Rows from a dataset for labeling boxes
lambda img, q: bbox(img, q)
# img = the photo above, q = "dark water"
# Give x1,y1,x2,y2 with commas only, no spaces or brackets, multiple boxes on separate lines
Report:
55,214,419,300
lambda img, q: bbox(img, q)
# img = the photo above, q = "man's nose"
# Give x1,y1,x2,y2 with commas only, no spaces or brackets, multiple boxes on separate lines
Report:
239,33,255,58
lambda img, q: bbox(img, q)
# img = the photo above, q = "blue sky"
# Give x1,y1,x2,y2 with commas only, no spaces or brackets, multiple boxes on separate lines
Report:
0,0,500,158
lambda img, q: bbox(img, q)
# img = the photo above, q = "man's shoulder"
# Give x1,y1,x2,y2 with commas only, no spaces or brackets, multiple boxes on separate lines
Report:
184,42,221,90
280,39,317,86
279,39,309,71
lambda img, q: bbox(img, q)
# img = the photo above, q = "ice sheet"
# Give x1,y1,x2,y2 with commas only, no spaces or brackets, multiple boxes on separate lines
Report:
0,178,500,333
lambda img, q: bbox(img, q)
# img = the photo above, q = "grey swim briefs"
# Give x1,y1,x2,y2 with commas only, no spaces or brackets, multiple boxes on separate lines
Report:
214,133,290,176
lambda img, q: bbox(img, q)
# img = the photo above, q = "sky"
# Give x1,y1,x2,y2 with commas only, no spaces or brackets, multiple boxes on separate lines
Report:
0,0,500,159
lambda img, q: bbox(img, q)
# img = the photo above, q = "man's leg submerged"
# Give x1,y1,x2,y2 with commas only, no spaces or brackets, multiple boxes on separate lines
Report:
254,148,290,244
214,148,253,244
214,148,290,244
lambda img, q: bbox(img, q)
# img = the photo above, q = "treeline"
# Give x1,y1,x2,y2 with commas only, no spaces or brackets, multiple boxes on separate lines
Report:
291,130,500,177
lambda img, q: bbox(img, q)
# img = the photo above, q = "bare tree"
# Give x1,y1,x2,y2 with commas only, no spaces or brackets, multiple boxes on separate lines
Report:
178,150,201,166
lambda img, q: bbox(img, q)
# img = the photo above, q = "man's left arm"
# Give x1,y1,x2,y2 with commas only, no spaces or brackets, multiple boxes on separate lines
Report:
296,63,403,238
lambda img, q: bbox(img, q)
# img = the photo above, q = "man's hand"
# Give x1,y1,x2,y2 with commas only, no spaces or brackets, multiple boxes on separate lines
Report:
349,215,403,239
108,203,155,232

◆ WORK TO DO ◆
Rewrite the lines running from the start of the records through the line that contains "55,214,419,300", inclusive, as a numbered list. Leave out any blank lines.

◆ OUTPUT FOR THIS EXERCISE ◆
1. lambda img, q: bbox(img, q)
2. # img = the photo above, q = "dark water"
3. # Give x1,y1,x2,y2 with commas only, no spaces or brackets, multiple boxes on separate lines
4. Report:
5. 55,214,419,300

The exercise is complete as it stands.